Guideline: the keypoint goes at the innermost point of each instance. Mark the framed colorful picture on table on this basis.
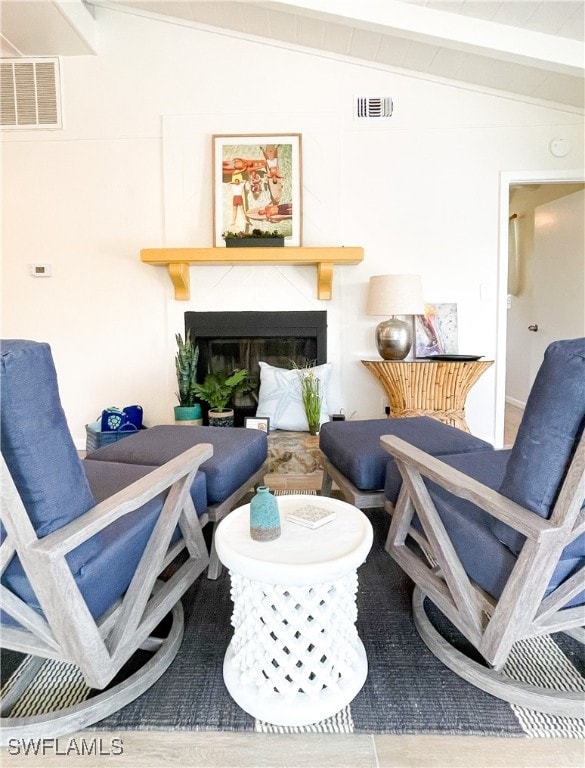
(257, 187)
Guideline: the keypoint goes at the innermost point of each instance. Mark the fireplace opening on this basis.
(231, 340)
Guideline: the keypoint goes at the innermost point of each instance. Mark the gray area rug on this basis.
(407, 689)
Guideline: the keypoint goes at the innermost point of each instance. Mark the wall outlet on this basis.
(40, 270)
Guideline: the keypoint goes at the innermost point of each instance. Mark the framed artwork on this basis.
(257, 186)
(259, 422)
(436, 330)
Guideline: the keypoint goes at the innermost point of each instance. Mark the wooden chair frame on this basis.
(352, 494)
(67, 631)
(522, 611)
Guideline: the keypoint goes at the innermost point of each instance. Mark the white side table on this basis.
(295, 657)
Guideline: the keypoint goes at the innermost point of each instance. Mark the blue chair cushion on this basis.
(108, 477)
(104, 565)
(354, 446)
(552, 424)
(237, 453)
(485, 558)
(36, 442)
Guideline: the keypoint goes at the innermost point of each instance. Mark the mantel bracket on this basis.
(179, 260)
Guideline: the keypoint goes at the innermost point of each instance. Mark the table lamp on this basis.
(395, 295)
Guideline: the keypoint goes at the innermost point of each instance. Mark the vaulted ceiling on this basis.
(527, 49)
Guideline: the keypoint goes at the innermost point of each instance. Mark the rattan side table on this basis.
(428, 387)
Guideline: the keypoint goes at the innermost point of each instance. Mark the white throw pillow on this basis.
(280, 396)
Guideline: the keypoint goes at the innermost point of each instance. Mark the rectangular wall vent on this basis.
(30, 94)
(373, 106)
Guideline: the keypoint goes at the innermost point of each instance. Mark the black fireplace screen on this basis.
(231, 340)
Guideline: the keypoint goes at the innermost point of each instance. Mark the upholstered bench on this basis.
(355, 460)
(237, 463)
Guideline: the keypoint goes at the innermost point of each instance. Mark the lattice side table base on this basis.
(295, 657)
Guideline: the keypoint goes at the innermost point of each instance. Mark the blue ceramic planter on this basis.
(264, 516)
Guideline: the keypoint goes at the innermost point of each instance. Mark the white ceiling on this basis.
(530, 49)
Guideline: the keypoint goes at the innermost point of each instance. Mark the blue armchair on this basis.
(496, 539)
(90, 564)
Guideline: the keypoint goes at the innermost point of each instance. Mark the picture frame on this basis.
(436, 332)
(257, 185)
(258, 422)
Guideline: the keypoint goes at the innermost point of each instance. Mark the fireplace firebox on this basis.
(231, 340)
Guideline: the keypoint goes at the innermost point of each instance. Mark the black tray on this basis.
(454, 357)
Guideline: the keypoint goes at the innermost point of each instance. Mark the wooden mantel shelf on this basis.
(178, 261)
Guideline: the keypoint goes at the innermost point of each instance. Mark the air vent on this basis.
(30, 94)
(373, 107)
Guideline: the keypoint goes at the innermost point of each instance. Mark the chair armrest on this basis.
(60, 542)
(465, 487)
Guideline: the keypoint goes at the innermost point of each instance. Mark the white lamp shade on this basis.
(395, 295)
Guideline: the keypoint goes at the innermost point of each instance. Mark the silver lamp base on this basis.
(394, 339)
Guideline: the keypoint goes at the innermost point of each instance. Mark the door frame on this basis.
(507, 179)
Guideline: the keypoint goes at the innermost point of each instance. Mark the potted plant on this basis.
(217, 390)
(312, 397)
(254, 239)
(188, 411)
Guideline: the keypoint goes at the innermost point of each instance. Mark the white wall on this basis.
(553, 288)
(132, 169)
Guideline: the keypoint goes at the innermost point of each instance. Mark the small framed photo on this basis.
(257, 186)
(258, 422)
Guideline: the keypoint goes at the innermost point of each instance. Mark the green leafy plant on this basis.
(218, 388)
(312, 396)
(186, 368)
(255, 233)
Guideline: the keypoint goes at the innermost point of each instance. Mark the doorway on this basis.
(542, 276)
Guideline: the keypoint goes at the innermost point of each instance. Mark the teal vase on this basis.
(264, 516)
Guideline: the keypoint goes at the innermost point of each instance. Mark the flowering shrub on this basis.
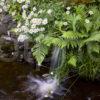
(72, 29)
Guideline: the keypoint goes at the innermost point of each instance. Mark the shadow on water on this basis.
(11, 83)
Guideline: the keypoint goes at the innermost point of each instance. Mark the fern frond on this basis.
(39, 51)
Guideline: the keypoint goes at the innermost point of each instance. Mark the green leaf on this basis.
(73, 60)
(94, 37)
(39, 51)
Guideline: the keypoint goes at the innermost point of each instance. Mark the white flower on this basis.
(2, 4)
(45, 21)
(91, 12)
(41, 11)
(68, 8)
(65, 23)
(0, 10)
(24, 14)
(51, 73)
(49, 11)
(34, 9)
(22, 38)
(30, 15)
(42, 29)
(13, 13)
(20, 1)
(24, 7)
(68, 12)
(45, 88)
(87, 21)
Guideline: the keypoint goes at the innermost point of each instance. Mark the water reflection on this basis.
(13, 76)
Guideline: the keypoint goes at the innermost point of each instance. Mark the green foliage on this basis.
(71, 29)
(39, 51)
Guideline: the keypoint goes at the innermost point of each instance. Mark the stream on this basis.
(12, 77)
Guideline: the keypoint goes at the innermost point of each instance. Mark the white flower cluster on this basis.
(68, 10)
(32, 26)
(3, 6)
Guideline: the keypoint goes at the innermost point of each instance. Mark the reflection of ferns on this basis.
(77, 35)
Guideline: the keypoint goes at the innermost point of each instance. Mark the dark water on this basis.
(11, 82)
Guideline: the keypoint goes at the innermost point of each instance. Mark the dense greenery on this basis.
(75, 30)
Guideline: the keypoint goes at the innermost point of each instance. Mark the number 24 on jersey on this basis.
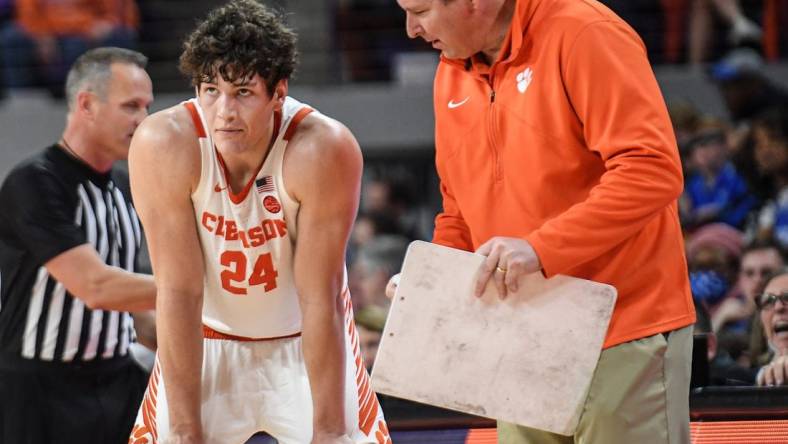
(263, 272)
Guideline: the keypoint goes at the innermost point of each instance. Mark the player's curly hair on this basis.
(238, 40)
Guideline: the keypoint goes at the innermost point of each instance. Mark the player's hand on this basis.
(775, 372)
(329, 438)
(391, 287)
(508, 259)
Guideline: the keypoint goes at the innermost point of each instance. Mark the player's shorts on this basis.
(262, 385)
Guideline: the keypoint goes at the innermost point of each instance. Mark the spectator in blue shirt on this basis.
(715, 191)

### PROBLEM STATEMENT:
Transcribe each entry above without alteration, but keep the pictures out.

### ANSWER BELOW:
Guideline: the keypoint goes at the innermost point of each instance. Mark the framed colorful picture on table on this basis.
(257, 187)
Guideline: the keypoint goes at the innermost point of each instance. Mark the fireplace opening on this basis.
(231, 340)
Guideline: the keypoint goes at the innermost point of each instance. Mark the gray area rug on this basis.
(407, 689)
Guideline: the keypoint goes at the innermost point of each instance. Mark the wall outlet on this basis.
(40, 270)
Guideline: the keypoint goes at the innermost point of each instance. Mark the framed artwork on this basis.
(257, 186)
(259, 422)
(436, 330)
Guideline: the keypoint goes at the innermost point of each instance. Mark the wooden chair frame on this basis.
(352, 494)
(67, 631)
(522, 611)
Guideline: the keypoint goes at the innermost point of each instance. Mark the white side table on this basis.
(295, 657)
Guideline: the keypoint goes at the innermost point of each instance. Mark the blue chair cushion on this basis.
(108, 477)
(104, 565)
(354, 446)
(552, 424)
(237, 453)
(485, 558)
(36, 442)
Guideline: the keypoint goes at the innermost point of each instance. Mark the mantel bracket on this basis.
(179, 260)
Guideline: the keypoint goes at the innermost point of each instance. Mark the table lamp on this basis.
(395, 295)
Guideline: the keypoint goes at the innermost point of each instance. Mark the vaulted ceiling on this basis.
(527, 49)
Guideline: the keypoint goes at the innermost point of each instance. Mark the rattan side table on this basis.
(428, 387)
Guideline: the keypoint goes at the innermost point of each instance. Mark the white throw pillow on this basis.
(280, 396)
Guideline: the keypoint goes at the innermost point of each instance. Mark the rectangular wall vent on this basis.
(30, 94)
(373, 106)
Guideline: the keypoint goes at the innermost point of each instance. Mark the black fireplace screen on this basis.
(231, 340)
Guideline: the keypoint goes at the innermost point of each instance. Mark the upholstered bench on this basis.
(355, 460)
(237, 463)
Guideline: the keypoint goes at the innermost point of each instance. Mark the lattice side table base on this basis.
(295, 657)
Guideline: the keypoint goes at the innermost point of each instance. Mark the blue ceramic planter on this basis.
(264, 516)
Guideline: the keypoint goes at the innermost point of each instance. Mark the white ceiling on this basis.
(530, 49)
Guideline: the keypoint goes at the innermost point of each instance. Mark the blue armchair on this basis.
(496, 539)
(90, 564)
Guideline: the keypoint goes at the innermost point of each instance. Mark the picture frame on this basis.
(436, 332)
(257, 185)
(258, 422)
Guideline: the keypoint goes at the innermost point of each instance. Mark the fireplace firebox on this basis.
(231, 340)
Guideline: the keypoint goes at the innermost point of each instance. Mark the black tray on this basis.
(454, 357)
Guideline: the keypoint goes at the innermost point of each instance. Mark the wooden mantel shelf on this basis.
(178, 261)
Guideline: the keypoint goes at the innermost point of each instance. Mark the air vent on this basis.
(30, 94)
(373, 107)
Guideline: the keypoint goes at the innermost point of each instance. Mark the chair armrest on this basis.
(60, 542)
(465, 487)
Guideline: the keypoint goes at the innermost point of each instance. Mark the white lamp shade on this basis.
(395, 295)
Guideline: the keypoint goes at the innermost point of each instance. Mark the silver lamp base on this basis.
(394, 339)
Guideline: the keypoint goes at the innermost point of each instance. Mark the door frame on this basis.
(507, 179)
Guideline: the keypoint goes at the innermost point of each instance. Mark the potted plant on this basis.
(217, 390)
(312, 397)
(254, 239)
(188, 411)
Guideline: the keypoint goes at the innermost point of each instance. Mark the white wall on this basis.
(553, 288)
(132, 169)
Guideline: the keypoint goes at the innermost point of each instance. Mark the small framed photo on this basis.
(257, 186)
(258, 422)
Guideline: the keypoint goes at the innermost point of each instance. Mark the green leafy plant on this basis.
(218, 388)
(312, 396)
(186, 368)
(255, 233)
Guideline: the keypoint goes at the innermost point of each instance. Mark the doorway on this basis.
(542, 276)
Guideline: the keypoint goes at the innermost point of each instance. Mark the teal vase on this basis.
(264, 516)
Guideline: the keypoint goes at the innermost point of each instance. Mark the flowering shrub on this basis.
(72, 29)
Guideline: the keypoint goes at the innermost point of each instance. Mark the shadow on water on this basis.
(11, 83)
Guideline: the keypoint goes at the innermost point of each instance. Mark the fern frond on this basis.
(39, 51)
Guideline: the keypoint goes at the innermost point of each instance. Mark the green leaf on this basis.
(73, 60)
(94, 37)
(39, 51)
Guideline: the keypoint goes at the innermost point of each instance. Mark the white flower on this basis.
(2, 4)
(45, 21)
(91, 12)
(41, 11)
(68, 8)
(65, 23)
(0, 10)
(24, 14)
(51, 73)
(49, 11)
(34, 9)
(22, 38)
(30, 15)
(42, 29)
(13, 13)
(20, 1)
(24, 7)
(68, 12)
(45, 88)
(87, 21)
Guideline: the keypoint goes at the innermost point of each instance. Mark the water reflection on this basis.
(13, 76)
Guideline: the keypoint goes at the innermost point of each instance. Mark the green foliage on this basis.
(71, 29)
(39, 51)
Guideline: the keypoint goes at the innermost point of each instance. Mark the stream on this basis.
(12, 77)
Guideline: the keypoint goes at the innermost point of each instance. Mark the white flower cluster on this basis.
(68, 10)
(32, 26)
(3, 6)
Guideline: the keypoint goes at the innermost point of each instance. Mark the reflection of ferns on this basis.
(77, 35)
Guideline: the keypoint goes at the innermost point of each instance. Mark the dark water on this basis.
(11, 82)
Guideline: the keypoint goes at the innermost point of each instance. Mark the dense greenery on this basis.
(75, 30)
Guideline: the keypoint goes at the innermost point of each instance. Mark the number 24 on jersey on this basis.
(263, 272)
Guideline: the keypoint goes at the innermost point of each instance. Mark the player's curly hair on this basis.
(238, 40)
Guideline: the keypoint goes at the innermost point of each instance. Mark the player's hand on this basis.
(775, 372)
(329, 438)
(391, 287)
(508, 259)
Guideline: the keypoint goes at the innermost point of each instance. Mark the player's shorts on this basis.
(262, 385)
Guideline: the keypoint goes at the innermost point of each instance. Mark the spectator in blue shirt on this basis.
(715, 191)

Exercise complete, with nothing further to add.